### Yönerge
Türkiye'deki Suriyelilerle ilgili metni, son cümlesinden sonra gelecek kısmı yazarak sürdürün.

### Verilen metin
⁂
/i/Siyaset

Saygı Çerçevesinde Özgür Siyaset Platformu
    başlık yok! burası bom boş!
  1. 1.
    +1726 -143
    Türkiye’de son beş senede beş bin Suriyeli şirket kuruldu.

    Şu anda Türkiye’de faaliyette bulunan yabancı şirketlerin 10’da biri Suriyeli…
    Ticaret sicile kaydolma hızında, taa 1923’den beri Türkiye’de yatırım yapan Alman şirketlerini bile solladılar.



    inşaattan tekstile, gıdadan oto kiralamaya kadar, vergisiz mergisiz, kayıtdışı faaliyet gösteren 10 binden fazla Suriyeli şirket var.



    Şam’dan sonra en büyük Suriyeli şehri istanbul… 700 bin Suriyeli istanbul’da yaşıyor.

    Fatih’te Suriyeli mahallesi oluştu. Tüm tabelalar Arapça, mahallede sadece Arapça konuşuluyor, istersen git dene, Türkçe adres bile soramazsın.

    Türkçe yok ama, Batı kültürü var, mesela Suriyeli sanatçılar tarafından caz müziği yapılan, caz kafe var. Suriyeli yazarların imza günü düzenlediği kitabevi var.



    Bağcılar’da ikinci Suriyeli mahallesi kuruluyor, resmi rakamlara göre, Bağcılar’da yaşayan her 15 kişiden biri Suriyeli…

    Son bir senede, Bağcılar eğitim araştırma hastanesinde dünyaya gelen her iki bebekten biri Suriyeli…
    Sırf Bağcılar’da, sırf geçen sene 2 bin 500 Suriyeli bebek doğdu.



    (Türkiye Halk Sağlığı Enstitüsü’nün verilerine göre, Türkiye’deki Suriyelilerin doğum oranı, Türk vatandaşlarının doğum oranını geçti. Türkiye’de sırf geçen sene 70 bin Suriyeli bebek doğdu, bu sene 130 bin Suriyeli bebek doğumu bekleniyor.)
⁂
### Veri listesi
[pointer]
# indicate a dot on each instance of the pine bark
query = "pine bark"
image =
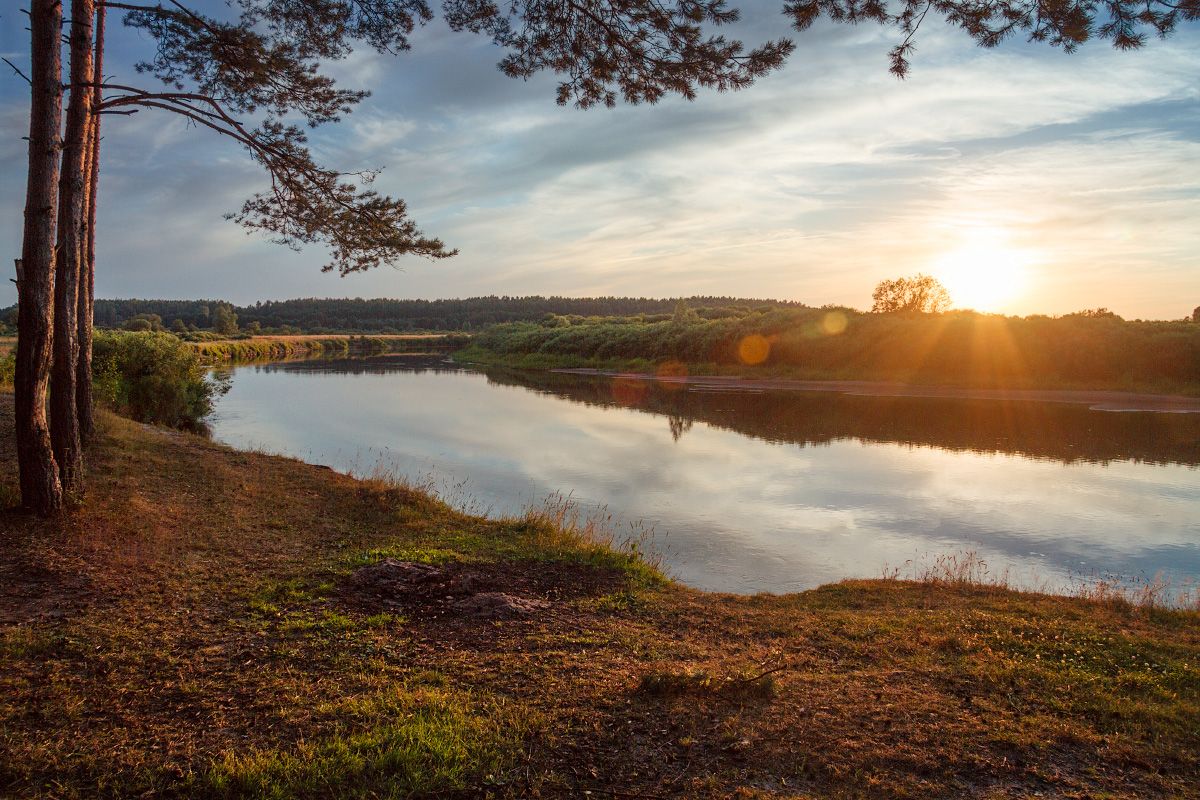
(84, 402)
(40, 487)
(72, 252)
⁂
### Çözümlü soru
    Türkiye’de yaşayan Suriyelilerin radyoları var. Gazeteleri var,
    istanbul’da hazırlanıyor, Adana’da basılıyor.



    Sadece Suriyelilerin çalıştığı, sadece Suriyelilere hizmet veren hastaneleri var. Tahlil laboratuvarları var.
    Ecza depoları var.



    “Sosyetik” Suriyeliler var.
    “Gariban” Suriyeli istemiyorlar.
    Bizzat istanbul valisi anlattı. “istanbul’da yaşayan Suriyeliler, sokaklarda dilenen Suriyelilerden rahatsız oluyor, temsilcileri bize geliyor, ‘bizim imajımız bozuluyor’ diye şikayet ediyorlar” dedi.



    Suriyeli işadamları Derneği var. Hatta, asrın liderimiz “dolar bozdurun” kampanyası başlatınca, yalakalık olsun diye “bir milyon dolar” bozdurup, makbuzunu törenle basına servis ettiler.

    Suriyeli işadamları, uluslararası fuarlara Türkiye kontenjanından katılıp, Türkiye’yi temsil ediyoruz ayağıyla, kendilerine iş bağlıyorlar.

    istanbul Boatshow’da fiyatı üç milyon euroluk tekneler satıldı, bu süperlüks yatların üç tanesini Suriyeli işadamları satın aldı.



    izmir’de kağıt havlu ticareti yapan Suriyeli var.
    Aydın’da incir ihracatına başlayan Suriyeli var.
    Samsun’da ekmek fabrikası kuran Suriyeli var.
    istanbul’da restoran zinciri kuran Suriyeli var.
    Uyanık Suriyeli Hatay’da fırın açtı, ürettiği ekmeği “Tayyib” markasıyla satıyor.

    Gaziantep’te bakkal görünümlü diş kliniği var, önden giriyorsun bakkal, aradaki kapıyı geçiyorsun, ruhsatsız diş kliniği…
    Suriyeli emlak şirketi, Kilyos ve Küçükçekmece’de 400 bin metrekare üzerine villa sitesi kuruyor.

    Suriyeli işadamı, Emlak Konut’un istinye’deki 158 bin metrekarelik arazisine talip oldu.
    Holdingleşen Suriyeli var.



    Bu tür mevzuları yazdığımızda “yabancı düşmanlığı” filan deniyor. Bakın ben size anlatayım “yabancı düşmanlığı”nı… CHP Kayseri milletvekili Çetin Arık esnaf ziyareti yapıyor, Suriyeli bir kuyumcu görüyor, dükkana giriyor, hayırlı işler diliyor, sohbet ediyor, “Türk işçi çalıştırıyor musunuz?” diye sorunca,

    Suriyeli kuyumcu ne cevap veriyor biliyor musunuz? “Yabancı çalıştırmıyorum” cevabını veriyor!



    Herif bizim memleketimizde patron olmuş, bize yabancı diyor.



    Vaziyet böyleyken…



    Suriye’den 8 şehit daha geldi.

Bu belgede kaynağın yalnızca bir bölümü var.